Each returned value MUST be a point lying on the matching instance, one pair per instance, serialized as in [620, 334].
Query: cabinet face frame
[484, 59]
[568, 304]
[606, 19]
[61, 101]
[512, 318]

- - - -

All entries shown above should be duplicated without a single difference.

Each returned value MUST be a point lying on the matching instance, one pair per instance, serialized as in [620, 334].
Query: cabinet face frame
[484, 59]
[568, 304]
[606, 19]
[61, 101]
[512, 318]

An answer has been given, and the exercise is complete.